### Extracted records
○ ○ ○ ○ ○ ○ ○

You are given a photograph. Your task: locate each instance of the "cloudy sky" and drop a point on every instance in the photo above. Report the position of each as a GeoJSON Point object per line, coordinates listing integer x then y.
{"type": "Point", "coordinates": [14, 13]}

○ ○ ○ ○ ○ ○ ○

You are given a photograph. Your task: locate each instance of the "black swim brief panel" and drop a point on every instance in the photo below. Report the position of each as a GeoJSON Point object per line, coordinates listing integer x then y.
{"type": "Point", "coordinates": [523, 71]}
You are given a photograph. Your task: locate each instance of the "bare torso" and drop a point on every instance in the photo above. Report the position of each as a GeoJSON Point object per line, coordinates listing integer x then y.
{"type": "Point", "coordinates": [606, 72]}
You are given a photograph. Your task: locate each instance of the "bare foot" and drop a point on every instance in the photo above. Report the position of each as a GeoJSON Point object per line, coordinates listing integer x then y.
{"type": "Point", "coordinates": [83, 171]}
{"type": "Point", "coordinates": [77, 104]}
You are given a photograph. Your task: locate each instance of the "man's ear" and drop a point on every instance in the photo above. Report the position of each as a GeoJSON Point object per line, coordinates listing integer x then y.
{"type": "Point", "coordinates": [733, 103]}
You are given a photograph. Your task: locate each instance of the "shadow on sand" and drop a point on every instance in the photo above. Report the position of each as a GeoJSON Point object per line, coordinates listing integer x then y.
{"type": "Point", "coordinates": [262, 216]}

○ ○ ○ ○ ○ ○ ○

### Written exercise
Show each line of the records above that contains the word "task", copied in full. Case counts.

### Solution below
You are given a photograph. Your task: locate each instance of the "cloudy sky" and drop a point on every instance in the photo above. Report the position of each as a GeoJSON Point object per line, coordinates listing integer x then y.
You are given a photograph. Your task: locate each instance of the "black swim brief panel" and drop a point on every instance in the photo below. Report the position of each as a GeoJSON Point object per line, coordinates listing integer x then y.
You are given a photograph. Your task: locate each instance of the "bare torso" and drop a point on every instance in the photo above. Report the position of each as a GeoJSON Point object per line, coordinates listing integer x then y.
You are given a photograph. Your task: locate each instance of the "bare foot" and drop a point on every instance in the photo above. Report the position of each as a GeoJSON Point object per line, coordinates listing integer x then y.
You are given a photograph. Your task: locate each instance of the "man's ear" and drop a point on every instance in the photo above. Report the position of each as a GeoJSON Point object per line, coordinates listing integer x then y.
You are given a photograph. Your task: locate each instance of the "shadow on sand" and drop a point on every instance in the photo above. Report the position of each as a GeoJSON Point object per line, coordinates listing integer x then y.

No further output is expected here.